## What to do
1 > Using the text on impaired driving charges below, answer these questions:
(a) What blood alcohol concentration applies to people in control of commercial vehicles?
(b) Which compound is the only one with an established level for legal impairment?
(c) How do people respond to the same dosage of a drug?
2 > Pick up the text on impaired driving charges below at the point where it stops, and write its next few sentences.

## Extracted text
■ ■ ■
Any kind of impaired driving charge can bring major consequences, ranging from career implications to increased insurance costs. However, driving while ability impaired (DWAI/Drug) or drugged driving charges may carry increased social stigma and secondary consequences for those who wind up convicted or who plead guilty to such charges when compared with standard alcohol-related charges.

With alcohol-related impaired driving charges, the state has an established level of impairment. Regardless of your driving performance, if chemical tests indicate that your blood alcohol concentration BAC is at 0.08% for those driving passenger vehicles or 0.04% for those in control of commercial vehicles, criminal charges will likely result.

Is there a similar level of impairment established for prohibited drugs or prescription medication?

Alcohol is the only compound with an established level for legal impairment

People have different metabolisms and they respond in strikingly different manners to the same dosage of a drug. The same is true of alcohol, although research was eventually able to establish 0.08% as a level at which most drivers will experience noteworthy levels of impairment.
■ ■ ■
Region pointing data:
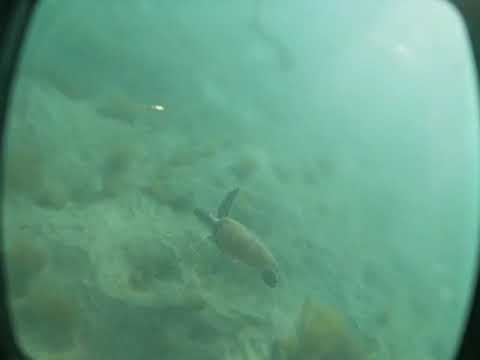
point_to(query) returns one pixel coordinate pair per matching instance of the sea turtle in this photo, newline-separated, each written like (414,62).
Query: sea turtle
(237,241)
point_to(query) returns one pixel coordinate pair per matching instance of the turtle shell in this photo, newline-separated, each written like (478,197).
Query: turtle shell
(235,240)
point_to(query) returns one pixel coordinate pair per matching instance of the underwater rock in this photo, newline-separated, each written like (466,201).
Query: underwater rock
(151,261)
(115,168)
(282,174)
(24,170)
(25,260)
(182,156)
(49,317)
(321,333)
(245,167)
(170,194)
(52,196)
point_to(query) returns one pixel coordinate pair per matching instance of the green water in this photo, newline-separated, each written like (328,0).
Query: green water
(349,127)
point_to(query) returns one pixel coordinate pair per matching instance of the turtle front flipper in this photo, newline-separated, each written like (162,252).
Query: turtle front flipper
(226,204)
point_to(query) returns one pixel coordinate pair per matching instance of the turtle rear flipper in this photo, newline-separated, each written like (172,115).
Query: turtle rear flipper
(226,204)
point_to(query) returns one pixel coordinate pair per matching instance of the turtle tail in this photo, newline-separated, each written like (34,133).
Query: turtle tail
(205,217)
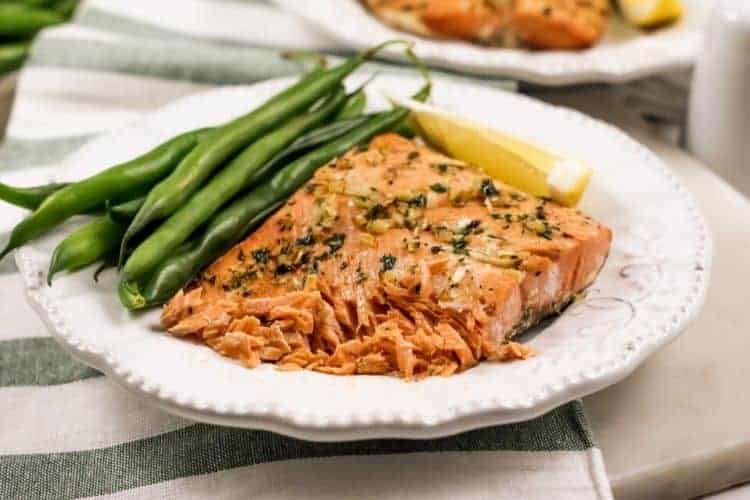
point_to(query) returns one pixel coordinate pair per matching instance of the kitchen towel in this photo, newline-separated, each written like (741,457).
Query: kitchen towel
(68,432)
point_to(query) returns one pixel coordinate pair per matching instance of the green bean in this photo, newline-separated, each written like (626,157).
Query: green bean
(114,183)
(311,140)
(12,56)
(355,105)
(232,224)
(93,241)
(66,8)
(124,212)
(19,20)
(232,137)
(239,173)
(86,246)
(28,197)
(173,273)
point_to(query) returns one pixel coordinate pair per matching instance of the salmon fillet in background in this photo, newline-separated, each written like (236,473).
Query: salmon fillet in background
(542,24)
(392,260)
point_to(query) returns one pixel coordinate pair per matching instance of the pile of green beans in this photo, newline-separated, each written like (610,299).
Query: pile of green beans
(29,197)
(231,224)
(116,183)
(235,176)
(20,20)
(227,140)
(171,211)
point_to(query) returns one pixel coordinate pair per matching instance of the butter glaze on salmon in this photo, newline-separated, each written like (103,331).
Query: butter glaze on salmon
(542,24)
(393,260)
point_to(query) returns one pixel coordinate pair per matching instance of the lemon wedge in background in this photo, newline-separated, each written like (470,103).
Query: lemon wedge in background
(649,13)
(506,158)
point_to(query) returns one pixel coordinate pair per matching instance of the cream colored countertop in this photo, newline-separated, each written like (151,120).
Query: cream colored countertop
(678,427)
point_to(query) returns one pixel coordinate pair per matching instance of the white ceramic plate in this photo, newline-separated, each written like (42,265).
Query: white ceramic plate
(624,54)
(652,284)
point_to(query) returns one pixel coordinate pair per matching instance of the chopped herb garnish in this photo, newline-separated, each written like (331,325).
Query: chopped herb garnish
(419,201)
(540,212)
(387,262)
(283,269)
(459,246)
(261,255)
(441,167)
(306,240)
(335,241)
(376,212)
(488,189)
(361,276)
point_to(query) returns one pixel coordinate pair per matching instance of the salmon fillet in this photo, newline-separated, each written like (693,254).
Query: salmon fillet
■ ■ ■
## Answers to the tasks
1 >
(a) 0.08% applies to passenger vehicles, and 0.04% applies to commercial vehicles.
(b) Alcohol.
(c) They respond in strikingly different manners.

2 >
Some people continue to dispute 0.08% BAC as a reasonable cut-off for alcohol impairment, and there is no consensus on any other drug that may lead to DWAI charges. Even marijuana, one of the more common banned drugs found in drivers’ systems, can affect people in very disparate ways and become a source of impairment at very different doses. Although there has been substantial effort and research put into finding a legal limit or impairment level, New York has yet to establish one.

A failed drug test doesn’t necessarily mean impaired driving

Too many people are quick to jump to the conclusion that if someone had certain drugs in their body, they must have had an impaired ability to drive safely. Simply failing a drug test doesn’t inherently indicate that a driver was dangerous to the public or impaired at the time of their arrest.

Drivers accused of DWAI/Drug can potentially defend themselves against pending charges by challenging whether the amount involved led to impairment or whether they were under the influence at the time of driving, as a drug test doesn’t indicate impairment, merely the presence of the chemical.